▶ [DOCUMENT PASSAGE]
Fear and the supervirus.
(aired in slightly different form on All Things Considered February 18, 2005)
(In the week before this commentary aired, public health officials and AIDS researchers in New York reported that they had found a man with a strain of HIV which was resistant to most anti-HIV medicines, and that the man had developed AIDS ten times faster than people with HIV normally would without treatment.)
The supervirus press conference was about fear, and it also seems to have been held with the idea that pushing up our fear of HIV could get people at risk to work harder to stay safe. The scientists and public health doctors were afraid, they told the press-afraid that this case of multi-drug-resistant virus might be the first of many, afraid that things would only get worse. More than one veteran AIDS doctor shuddered to remember the days when we didn't have medicines to fight HIV, the days when the hospital beds were full of people without immune systems, dying the horrifying death of unmanaged AIDS.In the early nineteen-eighties, that kind of death transformed the gay community. In my old city of San Francisco, the heroic gay nurse Bobbi Campbell took pictures of his Kaposi's Sarcoma lesions and posted them up in the window of a pharmacy in the city's gay neighborhood. He talked about his disease, the disease that would later be called AIDS, to whoever would listen. He took the fear of the whole community and brought it out into the open for everyone to look at, and then he insisted that people should mobilize to do something about it.

▶ [INFORMATION PROVIDED]
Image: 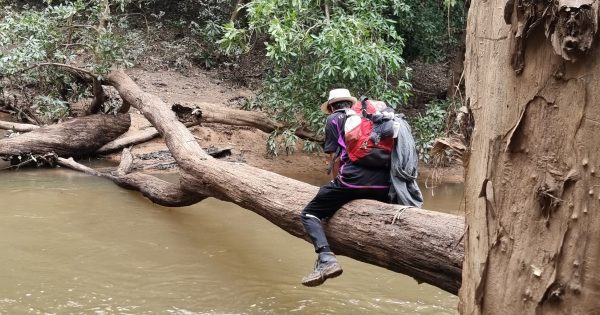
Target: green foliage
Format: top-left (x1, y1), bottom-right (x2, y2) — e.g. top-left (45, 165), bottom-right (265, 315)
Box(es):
top-left (267, 129), bottom-right (299, 156)
top-left (32, 95), bottom-right (69, 124)
top-left (220, 0), bottom-right (411, 157)
top-left (397, 0), bottom-right (467, 62)
top-left (0, 0), bottom-right (147, 122)
top-left (411, 100), bottom-right (450, 163)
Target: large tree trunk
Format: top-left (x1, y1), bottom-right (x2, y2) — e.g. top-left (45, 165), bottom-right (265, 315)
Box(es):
top-left (459, 0), bottom-right (600, 314)
top-left (107, 71), bottom-right (464, 293)
top-left (0, 114), bottom-right (131, 157)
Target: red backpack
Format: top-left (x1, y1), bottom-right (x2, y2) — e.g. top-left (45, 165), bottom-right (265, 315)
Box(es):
top-left (344, 97), bottom-right (394, 168)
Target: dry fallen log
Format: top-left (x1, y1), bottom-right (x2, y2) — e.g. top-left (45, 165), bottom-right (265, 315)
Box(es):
top-left (0, 114), bottom-right (131, 157)
top-left (178, 103), bottom-right (323, 142)
top-left (106, 70), bottom-right (464, 294)
top-left (57, 149), bottom-right (206, 207)
top-left (97, 103), bottom-right (323, 154)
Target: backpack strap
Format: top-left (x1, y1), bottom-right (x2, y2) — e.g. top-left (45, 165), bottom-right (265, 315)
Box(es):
top-left (327, 109), bottom-right (348, 175)
top-left (360, 96), bottom-right (373, 119)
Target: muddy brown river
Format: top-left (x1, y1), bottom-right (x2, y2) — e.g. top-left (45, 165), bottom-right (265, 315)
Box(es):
top-left (0, 169), bottom-right (462, 315)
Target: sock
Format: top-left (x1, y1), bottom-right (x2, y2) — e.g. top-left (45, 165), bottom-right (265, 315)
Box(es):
top-left (317, 246), bottom-right (331, 253)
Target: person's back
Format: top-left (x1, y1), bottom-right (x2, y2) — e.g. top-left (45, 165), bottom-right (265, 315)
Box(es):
top-left (300, 89), bottom-right (390, 286)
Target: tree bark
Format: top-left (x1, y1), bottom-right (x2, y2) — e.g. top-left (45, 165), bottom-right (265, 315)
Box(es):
top-left (57, 149), bottom-right (206, 207)
top-left (99, 103), bottom-right (323, 154)
top-left (107, 70), bottom-right (464, 294)
top-left (459, 0), bottom-right (600, 314)
top-left (175, 103), bottom-right (323, 142)
top-left (0, 114), bottom-right (130, 157)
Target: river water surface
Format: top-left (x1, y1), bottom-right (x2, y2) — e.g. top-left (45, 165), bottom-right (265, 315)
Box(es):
top-left (0, 169), bottom-right (462, 314)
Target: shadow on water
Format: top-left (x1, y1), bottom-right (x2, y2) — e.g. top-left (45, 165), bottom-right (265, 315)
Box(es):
top-left (0, 169), bottom-right (462, 314)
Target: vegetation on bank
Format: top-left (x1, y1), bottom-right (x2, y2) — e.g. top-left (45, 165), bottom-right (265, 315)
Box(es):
top-left (0, 0), bottom-right (466, 160)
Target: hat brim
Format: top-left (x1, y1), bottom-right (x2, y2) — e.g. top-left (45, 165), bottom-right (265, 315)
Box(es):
top-left (321, 96), bottom-right (357, 114)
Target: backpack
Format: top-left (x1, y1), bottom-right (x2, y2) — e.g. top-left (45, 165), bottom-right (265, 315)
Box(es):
top-left (344, 96), bottom-right (395, 168)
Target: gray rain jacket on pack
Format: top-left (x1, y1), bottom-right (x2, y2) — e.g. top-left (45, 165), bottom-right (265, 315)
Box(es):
top-left (389, 115), bottom-right (423, 208)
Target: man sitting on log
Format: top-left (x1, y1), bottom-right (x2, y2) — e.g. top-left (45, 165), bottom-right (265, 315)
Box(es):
top-left (300, 89), bottom-right (393, 287)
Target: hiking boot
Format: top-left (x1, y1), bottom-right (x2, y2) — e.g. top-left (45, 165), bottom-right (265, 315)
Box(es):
top-left (302, 252), bottom-right (343, 287)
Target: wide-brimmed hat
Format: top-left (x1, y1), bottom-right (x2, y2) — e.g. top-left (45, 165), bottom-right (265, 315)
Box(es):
top-left (321, 89), bottom-right (356, 114)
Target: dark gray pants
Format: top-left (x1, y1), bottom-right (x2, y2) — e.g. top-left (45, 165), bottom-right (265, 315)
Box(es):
top-left (300, 181), bottom-right (389, 252)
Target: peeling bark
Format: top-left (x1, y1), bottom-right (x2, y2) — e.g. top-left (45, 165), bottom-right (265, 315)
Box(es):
top-left (0, 114), bottom-right (130, 157)
top-left (503, 0), bottom-right (599, 74)
top-left (459, 0), bottom-right (600, 314)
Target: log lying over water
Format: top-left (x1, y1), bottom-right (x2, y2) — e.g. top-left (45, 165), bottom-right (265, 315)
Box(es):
top-left (177, 102), bottom-right (323, 142)
top-left (57, 149), bottom-right (206, 207)
top-left (106, 70), bottom-right (464, 294)
top-left (0, 114), bottom-right (131, 157)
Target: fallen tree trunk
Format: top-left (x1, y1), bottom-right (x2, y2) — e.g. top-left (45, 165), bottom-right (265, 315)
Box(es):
top-left (96, 122), bottom-right (199, 154)
top-left (106, 70), bottom-right (464, 294)
top-left (0, 114), bottom-right (131, 157)
top-left (56, 149), bottom-right (206, 207)
top-left (97, 103), bottom-right (323, 154)
top-left (179, 103), bottom-right (323, 142)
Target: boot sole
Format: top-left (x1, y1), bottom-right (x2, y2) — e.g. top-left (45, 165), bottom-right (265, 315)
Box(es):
top-left (302, 265), bottom-right (344, 287)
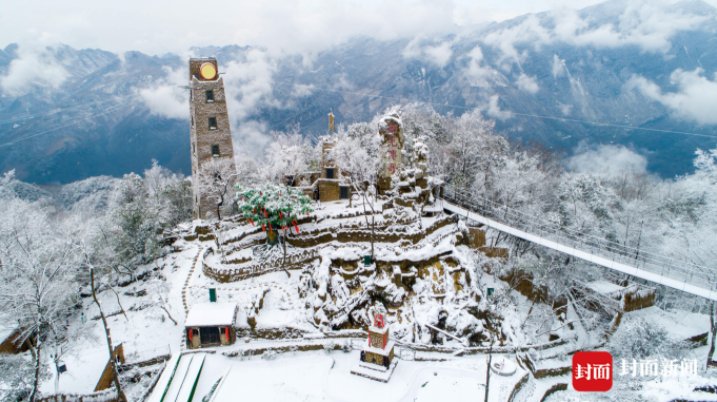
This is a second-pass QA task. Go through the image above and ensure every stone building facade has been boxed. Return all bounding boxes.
[189,58,236,219]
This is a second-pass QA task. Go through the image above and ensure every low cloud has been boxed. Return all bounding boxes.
[515,73,540,94]
[478,1,710,62]
[486,95,513,120]
[0,46,70,96]
[232,120,272,154]
[567,145,647,177]
[223,49,281,124]
[138,67,189,119]
[626,68,717,124]
[550,54,567,78]
[463,46,505,88]
[291,84,314,98]
[402,39,453,68]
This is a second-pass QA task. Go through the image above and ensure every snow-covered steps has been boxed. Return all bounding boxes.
[351,359,398,382]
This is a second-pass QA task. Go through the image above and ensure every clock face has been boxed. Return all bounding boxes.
[199,62,217,80]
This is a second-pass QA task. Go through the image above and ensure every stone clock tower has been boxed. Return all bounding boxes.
[189,57,236,219]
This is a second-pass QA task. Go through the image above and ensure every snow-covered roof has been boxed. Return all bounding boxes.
[363,341,395,356]
[184,303,237,327]
[0,315,17,343]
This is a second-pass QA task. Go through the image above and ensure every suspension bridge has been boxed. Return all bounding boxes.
[442,187,717,301]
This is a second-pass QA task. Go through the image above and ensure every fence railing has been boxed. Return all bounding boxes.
[443,186,717,289]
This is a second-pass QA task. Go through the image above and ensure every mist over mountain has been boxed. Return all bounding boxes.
[0,1,717,183]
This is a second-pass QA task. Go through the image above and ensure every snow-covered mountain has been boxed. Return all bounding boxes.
[0,0,717,183]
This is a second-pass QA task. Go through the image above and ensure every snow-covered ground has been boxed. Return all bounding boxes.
[169,351,524,402]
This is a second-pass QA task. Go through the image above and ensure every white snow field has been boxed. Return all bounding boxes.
[149,351,525,402]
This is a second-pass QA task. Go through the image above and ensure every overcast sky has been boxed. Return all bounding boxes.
[0,0,656,54]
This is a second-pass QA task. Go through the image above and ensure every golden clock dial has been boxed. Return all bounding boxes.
[199,62,217,80]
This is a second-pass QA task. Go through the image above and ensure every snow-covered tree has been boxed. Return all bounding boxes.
[254,131,318,183]
[111,173,161,273]
[0,199,78,400]
[197,158,237,220]
[236,184,313,258]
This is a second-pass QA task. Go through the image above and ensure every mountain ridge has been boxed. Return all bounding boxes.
[0,0,717,183]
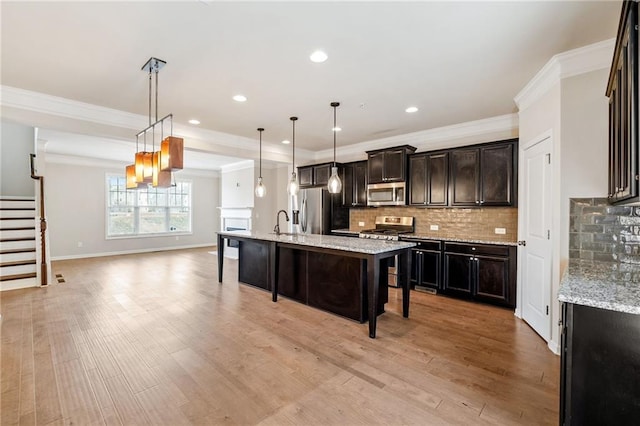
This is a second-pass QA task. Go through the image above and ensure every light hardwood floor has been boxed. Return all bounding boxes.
[0,248,560,425]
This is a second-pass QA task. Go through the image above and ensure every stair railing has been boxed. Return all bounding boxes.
[29,154,49,286]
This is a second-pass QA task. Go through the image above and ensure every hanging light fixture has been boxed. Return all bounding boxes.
[126,58,184,189]
[287,117,300,195]
[327,102,342,194]
[256,127,267,198]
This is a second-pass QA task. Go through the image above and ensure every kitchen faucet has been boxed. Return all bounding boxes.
[273,210,289,235]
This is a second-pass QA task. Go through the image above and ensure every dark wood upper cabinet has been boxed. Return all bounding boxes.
[427,152,449,206]
[298,163,342,189]
[449,140,517,207]
[367,145,416,183]
[313,164,332,185]
[409,155,427,206]
[607,1,640,204]
[342,160,367,207]
[449,148,480,206]
[479,143,514,206]
[298,166,313,188]
[409,152,449,207]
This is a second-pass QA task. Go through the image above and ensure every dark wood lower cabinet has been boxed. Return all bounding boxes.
[475,256,515,304]
[442,253,473,297]
[238,241,271,291]
[560,303,640,425]
[308,252,367,322]
[442,243,517,308]
[278,247,307,303]
[238,240,389,322]
[409,240,442,290]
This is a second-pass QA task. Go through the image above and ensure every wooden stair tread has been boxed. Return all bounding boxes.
[0,237,36,243]
[0,272,36,281]
[0,259,36,268]
[0,247,36,254]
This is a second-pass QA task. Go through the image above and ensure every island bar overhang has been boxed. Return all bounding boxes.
[218,231,415,338]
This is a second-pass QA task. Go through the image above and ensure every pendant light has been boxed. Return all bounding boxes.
[256,127,267,198]
[287,117,300,195]
[327,102,342,194]
[125,57,184,189]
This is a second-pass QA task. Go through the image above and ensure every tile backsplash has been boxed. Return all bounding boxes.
[349,207,518,242]
[569,198,640,264]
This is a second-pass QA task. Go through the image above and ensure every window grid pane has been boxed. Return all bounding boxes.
[106,176,192,237]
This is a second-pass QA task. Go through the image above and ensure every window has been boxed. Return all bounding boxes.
[107,176,191,237]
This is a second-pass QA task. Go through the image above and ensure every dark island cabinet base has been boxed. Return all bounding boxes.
[560,303,640,426]
[238,240,382,322]
[238,241,271,291]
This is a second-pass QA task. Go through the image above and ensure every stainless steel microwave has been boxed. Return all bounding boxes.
[367,182,405,206]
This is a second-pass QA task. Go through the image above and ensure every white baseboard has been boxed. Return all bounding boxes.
[0,278,38,291]
[51,241,216,262]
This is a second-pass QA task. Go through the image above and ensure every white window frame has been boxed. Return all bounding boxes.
[104,174,195,240]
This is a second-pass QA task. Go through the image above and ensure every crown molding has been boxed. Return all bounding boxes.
[44,152,220,178]
[0,85,314,161]
[220,160,255,173]
[314,113,518,162]
[513,38,615,110]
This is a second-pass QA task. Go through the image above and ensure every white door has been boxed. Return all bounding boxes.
[520,137,553,342]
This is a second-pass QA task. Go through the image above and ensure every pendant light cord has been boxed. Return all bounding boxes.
[290,117,298,173]
[333,105,337,167]
[258,127,264,179]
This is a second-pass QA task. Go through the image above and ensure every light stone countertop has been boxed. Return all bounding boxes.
[402,234,518,246]
[331,229,518,247]
[218,231,416,254]
[558,259,640,314]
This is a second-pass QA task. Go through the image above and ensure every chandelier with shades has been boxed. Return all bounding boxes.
[125,57,184,189]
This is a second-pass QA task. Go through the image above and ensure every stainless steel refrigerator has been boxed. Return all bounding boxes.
[299,188,349,234]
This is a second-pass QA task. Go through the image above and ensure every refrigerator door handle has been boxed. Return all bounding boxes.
[300,196,307,234]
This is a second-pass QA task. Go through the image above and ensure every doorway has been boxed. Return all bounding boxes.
[518,132,553,342]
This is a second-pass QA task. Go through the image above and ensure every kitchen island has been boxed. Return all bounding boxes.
[558,259,640,425]
[218,231,415,338]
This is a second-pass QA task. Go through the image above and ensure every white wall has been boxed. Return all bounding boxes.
[520,69,608,348]
[45,162,220,260]
[560,69,609,258]
[0,120,35,197]
[220,160,255,207]
[253,166,290,232]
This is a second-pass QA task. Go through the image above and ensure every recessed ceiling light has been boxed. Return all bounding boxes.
[309,50,328,63]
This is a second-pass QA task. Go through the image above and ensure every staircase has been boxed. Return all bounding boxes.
[0,198,38,290]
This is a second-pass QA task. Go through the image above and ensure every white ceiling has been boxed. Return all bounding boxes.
[0,1,621,168]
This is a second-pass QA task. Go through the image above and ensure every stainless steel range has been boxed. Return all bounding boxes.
[358,216,415,240]
[358,216,415,287]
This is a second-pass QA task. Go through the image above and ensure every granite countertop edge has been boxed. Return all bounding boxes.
[331,229,518,247]
[218,231,416,254]
[558,259,640,315]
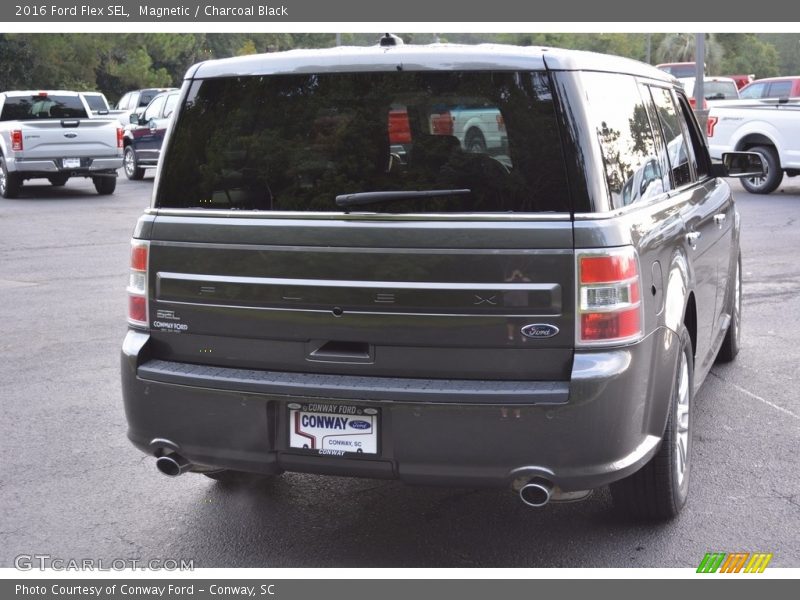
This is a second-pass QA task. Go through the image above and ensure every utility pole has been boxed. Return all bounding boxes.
[694,33,708,136]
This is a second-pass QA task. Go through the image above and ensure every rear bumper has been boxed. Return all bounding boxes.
[122,328,678,491]
[7,156,122,178]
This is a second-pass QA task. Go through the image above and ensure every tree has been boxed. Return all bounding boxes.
[655,33,725,73]
[718,33,779,78]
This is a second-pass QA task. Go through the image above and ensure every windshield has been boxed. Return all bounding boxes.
[0,94,87,121]
[156,71,569,213]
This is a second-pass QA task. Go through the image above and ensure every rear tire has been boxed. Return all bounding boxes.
[122,146,144,181]
[0,157,22,199]
[611,327,694,521]
[742,146,783,194]
[92,177,117,196]
[717,254,742,362]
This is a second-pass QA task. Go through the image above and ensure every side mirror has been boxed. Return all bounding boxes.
[712,152,764,178]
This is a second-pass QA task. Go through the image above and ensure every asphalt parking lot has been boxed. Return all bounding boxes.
[0,172,800,567]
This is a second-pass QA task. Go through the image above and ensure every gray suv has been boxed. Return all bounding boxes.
[122,37,762,519]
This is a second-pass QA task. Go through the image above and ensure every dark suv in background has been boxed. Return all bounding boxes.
[123,90,180,179]
[122,37,761,518]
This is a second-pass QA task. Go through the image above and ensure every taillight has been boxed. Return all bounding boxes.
[11,129,23,152]
[128,240,150,327]
[706,117,719,137]
[575,247,642,346]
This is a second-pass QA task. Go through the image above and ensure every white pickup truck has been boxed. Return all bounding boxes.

▶ [QUESTIONS TO ANSWER]
a – In the supervirus commentary, give the passage starting with "(aired in slightly" and going on through "would without treatment.)" again, switching every "aired" to "broadcast".
b – Answer these questions about the supervirus commentary:
(i) On what date and program did the commentary air?
(ii) How much faster than usual did the man with the resistant strain develop AIDS?
(iii) Where did Bobbi Campbell post the pictures of his Kaposi's Sarcoma lesions?
c – Carry on the supervirus commentary from its last sentence.

▶ [TASK ANSWERS]
a –
(broadcast in slightly different form on All Things Considered February 18, 2005)
(In the week before this commentary broadcast, public health officials and AIDS researchers in New York reported that they had found a man with a strain of HIV which was resistant to most anti-HIV medicines, and that the man had developed AIDS ten times faster than people with HIV normally would without treatment.)

b –
(i) February 18, 2005, on All Things Considered.
(ii) Ten times faster than people with HIV normally would without treatment.
(iii) In the window of a pharmacy in San Francisco's gay neighborhood.

c –
When the New York public health officials told the story of this recent case of resistant HIV, some other scientists publicly objected, saying that a story of one man does not make an epidemic of supervirus. It might be a quirk of the man's genetics that his story turned out the way it has. Other people said that the public health officials were using scare tactics that might backfire if a larger disaster doesn't follow. No one wants to be the Tom Ridge of the AIDS epidemic, issuing orange alerts and yellow alerts and red alerts until people stop paying attention. Fear has real limits as a motivator, especially over long periods of time.
And as the terrible deaths of AIDS have become both more rare and more routine in the United States, HIV prevention has become less about our fear of people dying, and more a debate about how we think about sex and drugs. So the supervirus press conferences were an opportunity for public health officials to try to reframe the issue-to try to make HIV prevention about illness again, and therefore, also a little more about fear.
In Bobbi Campbell's time, fear helped change men's behaviors dramatically-but it wasn't just fear. It's easy to forget, in these days of Will and Grace and Queer Eye for the Straight Guy, that standing up for the lives of gay men was a radical act in those days. It's easy to forget that in many ways, it still is. But some people did stand up. When Bobbi Campbell made himself a poster boy in those early days, he made his own fear into an act of generosity. That transformation and many others like it inspired others to worry not only about their own fates, but the fates of those around them.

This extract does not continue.